:: Actions to take ::
1. In the article about Garcia's talk, list every area that LULAC is said to fight to advance.
2. Answer these questions from the article about Garcia's talk:
(a) What dates does National Hispanic Heritage Month run?
(b) In what city was the detention center where Garcia saw the young boy?
(c) On what date does the article place Election Day?
3. Copy everything in the article about Garcia's talk from "As the president" down to "Texas state representative.".

To celebrate National Hispanic Heritage Month, which runs from Sept. 15 to Oct. 15, Garcia joined AFSCME staff for a virtual talk to share many of the challenges that Latinos have and continue to face, to share the victories that they have won, and to describe the voting power they wield as the country’s largest minority group.

As the president of LULAC, an advocacy organization that has more the 130,000 members across the country and fights advance education, economic opportunities, housing, health care and more, Garcia’s biography is emblematic of the hard-earned success of Latinos, including so many AFSCME members.

The son of Mexican immigrants, Garcia had to work two jobs to pay for college and law school. Garcia not only founded his own law firm, but served his community in a variety of roles, including as a Dallas City Council member and a Texas state representative.

Garcia described two fights LULAC is waging. The first is the COVID-19 pandemic.

“Latinos are disproportionately impacted. They’re dying at higher rates,” said Garcia. “But we’re essential workers, the ones driving the trucks and working at grocery stores.”

When it learned of dangerous conditions at meat packing plants, Garcia said LULAC met with top meat packing companies and fought to get workers personal protective equipment (PPE) and plexiglass barriers to make their workplaces safer.

“We’ve been able to change working conditions at nonunionized plants to reduce fatalities,” he said.

Garcia also described how LULAC recently fought for refugee children being separated from their families and held in Immigration and Customs Enforcement (ICE) detention centers. He told the story of a young boy he saw while he was visiting a detention center in McAllen, Texas.

“They took his parents away and put him in a jail. His only crime was coming to America,” said Garcia. “We protested to close the children’s jail. We started telling the children, ‘You’re not alone. We’re with you.’”

Garcia said LULAC sought the release of these children and the closures of detention centers. They’ve won important victories, but he acknowledged there was still work to do.

Latinos are the largest minority group of voters in the country. According to Garcia, health care is one of the most important issues for them in this election – though not the only issue.

“We need an economic message about raising the minimum wage, and improving the educational system,” Garcia said.

He credited the labor movement not only for educating and mobilizing Latino voters but also for the role that AFSCME members have been playing during the pandemic.

“I know about all the efforts that are being done during the pandemic. You all are really doing hero’s work,” he said.

The next challenge for all of us will come on Election Day. Come Nov. 3, Garcia said, “It’s crucial that every person votes.”

:: Entries supplied ::
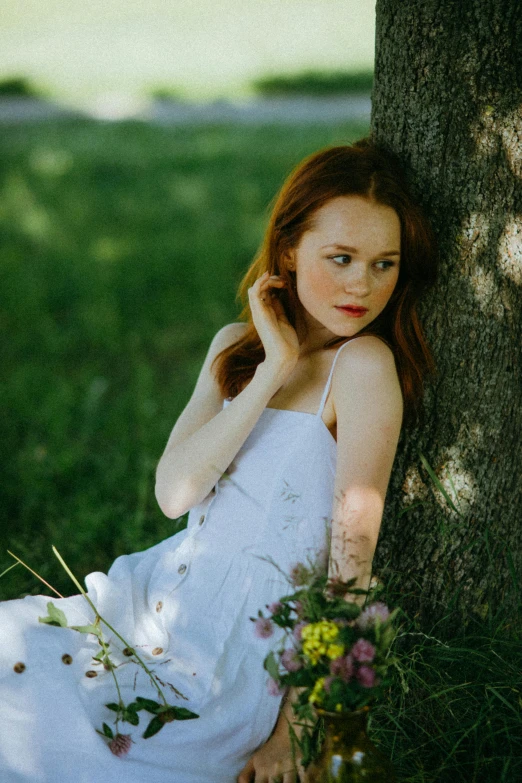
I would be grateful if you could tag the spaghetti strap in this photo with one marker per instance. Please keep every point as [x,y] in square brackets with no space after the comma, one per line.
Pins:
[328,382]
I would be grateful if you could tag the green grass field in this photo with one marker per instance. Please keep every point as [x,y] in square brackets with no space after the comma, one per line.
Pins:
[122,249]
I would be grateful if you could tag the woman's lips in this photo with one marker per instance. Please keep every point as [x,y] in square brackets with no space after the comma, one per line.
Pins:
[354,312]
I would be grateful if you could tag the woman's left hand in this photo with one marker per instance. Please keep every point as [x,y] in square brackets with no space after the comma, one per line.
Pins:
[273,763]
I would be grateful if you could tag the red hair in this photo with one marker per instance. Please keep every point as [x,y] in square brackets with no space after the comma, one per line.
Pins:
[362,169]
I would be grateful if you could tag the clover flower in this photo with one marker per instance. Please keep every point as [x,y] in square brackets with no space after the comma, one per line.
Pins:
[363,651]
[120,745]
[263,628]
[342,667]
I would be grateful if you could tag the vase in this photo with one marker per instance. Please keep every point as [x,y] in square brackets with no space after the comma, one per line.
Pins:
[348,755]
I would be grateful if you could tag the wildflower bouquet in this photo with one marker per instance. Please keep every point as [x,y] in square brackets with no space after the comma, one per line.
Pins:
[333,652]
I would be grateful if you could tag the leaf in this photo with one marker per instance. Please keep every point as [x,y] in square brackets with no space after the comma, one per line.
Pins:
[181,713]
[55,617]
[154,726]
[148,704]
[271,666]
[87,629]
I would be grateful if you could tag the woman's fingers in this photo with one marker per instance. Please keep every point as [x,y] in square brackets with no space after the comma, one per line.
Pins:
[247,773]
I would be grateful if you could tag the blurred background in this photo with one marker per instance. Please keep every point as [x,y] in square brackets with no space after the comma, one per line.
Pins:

:: Answers by item number ::
1.
education
economic opportunities
housing
health care

2.
(a) Sept. 15 to Oct. 15
(b) McAllen, Texas
(c) Nov. 3

3.
As the president of LULAC, an advocacy organization that has more the 130,000 members across the country and fights advance education, economic opportunities, housing, health care and more, Garcia’s biography is emblematic of the hard-earned success of Latinos, including so many AFSCME members.

The son of Mexican immigrants, Garcia had to work two jobs to pay for college and law school. Garcia not only founded his own law firm, but served his community in a variety of roles, including as a Dallas City Council member and a Texas state representative.